→ **Excerpt to read**:
==========
What is Plastination?
Plastination is a preservation method to generate non-toxic anatomical specimens, which can be used for long-term educational purposes. The basic idea of plastination is that a plastic polymer replaces the biological fluid within a given specimen. Dr. Gunther von Hagens first invented this method in the 1970s1. Subsequently, Dr. von Hagens developed the Body Worlds exhibit, which has been displayed in museums around the world. Our lab utilizes plastination to preserve hearts from our library for specific cardiac educational purposes.
There are several different plastination methods that are currently used. Our lab employs Room-Temperature Silicone Plastination using North Carolina Products and Techniques2, which are described below. All plastination methods involve four stages:
- Specimen Preparation
- Dehydration and Defatting
- Force Impregnation
A. Specimen Preparation
The hearts are perfusion fixed in their end-diastolic state before plastination. However, the formalin must be thoroughly washed out of the heart before plastination is initiated. Hearts are typically rinsed with tap water for 2-4 days before beginning dehydration. If desired, the coronary arteries and cardiac veins can be injected with latex at this point in the procedure to emphasize these anatomies. The coronary arteries are typically injected with red latex and the cardiac veins with blue. The vessels are injected using a venogram balloon catheter.
B. Dehydration and Defatting
In this step, the biological fluid within the specimen is replaced by acetone through prolonged exposure and diffusion. Dehydration takes place at -25°C and defatting takes place at room temperature.
==========
→ **Information supplied**:
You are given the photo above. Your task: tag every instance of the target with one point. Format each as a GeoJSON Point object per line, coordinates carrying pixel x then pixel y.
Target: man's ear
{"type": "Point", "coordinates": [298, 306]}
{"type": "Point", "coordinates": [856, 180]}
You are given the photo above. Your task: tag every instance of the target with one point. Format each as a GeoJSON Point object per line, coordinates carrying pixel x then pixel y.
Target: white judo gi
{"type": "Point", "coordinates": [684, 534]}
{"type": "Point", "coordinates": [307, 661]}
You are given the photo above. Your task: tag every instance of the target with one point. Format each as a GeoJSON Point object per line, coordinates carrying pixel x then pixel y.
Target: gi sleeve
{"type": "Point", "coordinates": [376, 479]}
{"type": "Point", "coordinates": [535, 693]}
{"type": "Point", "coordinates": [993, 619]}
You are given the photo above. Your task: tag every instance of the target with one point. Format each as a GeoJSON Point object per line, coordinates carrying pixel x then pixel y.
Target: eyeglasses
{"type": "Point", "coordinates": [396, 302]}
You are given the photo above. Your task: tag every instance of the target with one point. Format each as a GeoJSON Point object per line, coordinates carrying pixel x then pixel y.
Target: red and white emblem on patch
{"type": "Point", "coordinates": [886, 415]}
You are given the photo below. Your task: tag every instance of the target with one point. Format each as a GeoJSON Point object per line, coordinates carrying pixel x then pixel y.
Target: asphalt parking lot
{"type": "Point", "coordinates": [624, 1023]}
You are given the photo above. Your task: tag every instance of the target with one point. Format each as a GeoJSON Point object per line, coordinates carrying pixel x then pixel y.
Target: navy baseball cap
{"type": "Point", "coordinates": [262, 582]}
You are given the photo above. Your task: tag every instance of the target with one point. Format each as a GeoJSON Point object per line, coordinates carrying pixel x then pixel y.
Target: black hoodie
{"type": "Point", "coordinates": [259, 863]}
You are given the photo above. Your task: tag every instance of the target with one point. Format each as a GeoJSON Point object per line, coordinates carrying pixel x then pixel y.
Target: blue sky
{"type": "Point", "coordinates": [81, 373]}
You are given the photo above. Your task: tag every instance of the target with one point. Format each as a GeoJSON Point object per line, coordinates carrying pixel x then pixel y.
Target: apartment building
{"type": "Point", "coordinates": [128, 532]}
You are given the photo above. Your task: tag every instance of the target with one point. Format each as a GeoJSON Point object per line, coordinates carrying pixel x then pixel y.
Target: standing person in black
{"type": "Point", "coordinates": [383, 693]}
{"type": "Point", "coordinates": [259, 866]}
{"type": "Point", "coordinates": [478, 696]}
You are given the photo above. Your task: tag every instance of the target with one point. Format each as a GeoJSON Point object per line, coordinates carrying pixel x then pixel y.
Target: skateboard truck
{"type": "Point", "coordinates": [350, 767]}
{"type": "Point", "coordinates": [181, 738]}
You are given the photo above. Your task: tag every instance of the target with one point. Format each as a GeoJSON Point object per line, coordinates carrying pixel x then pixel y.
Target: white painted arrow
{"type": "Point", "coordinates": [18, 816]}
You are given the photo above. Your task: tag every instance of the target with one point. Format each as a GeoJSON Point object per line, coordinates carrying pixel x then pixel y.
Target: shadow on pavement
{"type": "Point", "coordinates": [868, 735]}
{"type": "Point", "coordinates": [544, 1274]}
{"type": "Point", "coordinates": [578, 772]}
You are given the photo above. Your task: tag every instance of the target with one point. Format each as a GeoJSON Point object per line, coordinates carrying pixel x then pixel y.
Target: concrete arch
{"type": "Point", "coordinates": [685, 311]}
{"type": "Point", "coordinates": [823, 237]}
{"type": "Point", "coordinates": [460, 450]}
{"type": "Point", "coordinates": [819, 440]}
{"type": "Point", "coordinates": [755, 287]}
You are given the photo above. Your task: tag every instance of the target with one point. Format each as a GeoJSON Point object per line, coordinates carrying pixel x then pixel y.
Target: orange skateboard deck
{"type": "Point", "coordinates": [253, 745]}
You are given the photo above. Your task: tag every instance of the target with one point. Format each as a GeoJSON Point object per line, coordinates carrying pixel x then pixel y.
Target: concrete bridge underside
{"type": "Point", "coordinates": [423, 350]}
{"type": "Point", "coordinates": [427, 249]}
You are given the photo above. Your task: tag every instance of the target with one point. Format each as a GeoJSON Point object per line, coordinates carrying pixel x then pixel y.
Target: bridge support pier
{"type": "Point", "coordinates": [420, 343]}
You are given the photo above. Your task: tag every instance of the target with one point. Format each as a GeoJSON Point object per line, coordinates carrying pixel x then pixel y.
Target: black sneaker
==========
→ **Actions to take**:
[A] In the plastination text above, rewrite the paragraph beginning "The hearts are perfusion fixed" as a bulleted list that keeps its main facts.
[B] Take the plastination text above further, continuing from its last sentence.

→ **Written answers**:
[A]
- Hearts are perfusion fixed in their end-diastolic state before plastination.
- All formalin must be washed out of the heart before plastination begins.
- Hearts are usually rinsed with tap water for 2-4 days before dehydration.
- Optionally, the coronary arteries and cardiac veins can be injected with latex at this stage to highlight them.
- Coronary arteries are usually injected with red latex and cardiac veins with blue latex.
- The vessels are injected using a venogram balloon catheter.

[B]
More specifically, once a specimen has been prepared as described above, the specimen is placed in a -25°C 90-100% acetone bath. A flammable storage freezer must be used for this step. Once the bath has reached equilibrium, the specimen is moved to -25°C 99-100% acetone bath. These 99-100% baths are repeated until the acetone purity is above 95% at equilibrium. Then the specimen is now ready for defatting. The majority of the fat is removed in this step because fat does not plastinate well. The specimen is placed in a 99-100% acetone bath at room temperature. These baths are repeated until the acetone purity is above 98% at equilibrium, the acetone color is clear, and the specimen fat is negligible.
C. Forced Impregnation of Silicone
The next step is forced impregnation, where a silicone polymer replaces the acetone within the tissue.
A given specimen embedded with acetone is placed in a vacuum chamber filled with a 10:1 mixture of NCS10 Silicone polymer and its NCr20 crosslinker (North Carolina Products). Since the acetone has a higher vapor pressure than the polymer mixture, the acetone will evaporate when vacuum is applied while the polymer mixture will not. Therefore, the polymer will then get sucked into the vacancies left by the evaporated acetone within the specimen.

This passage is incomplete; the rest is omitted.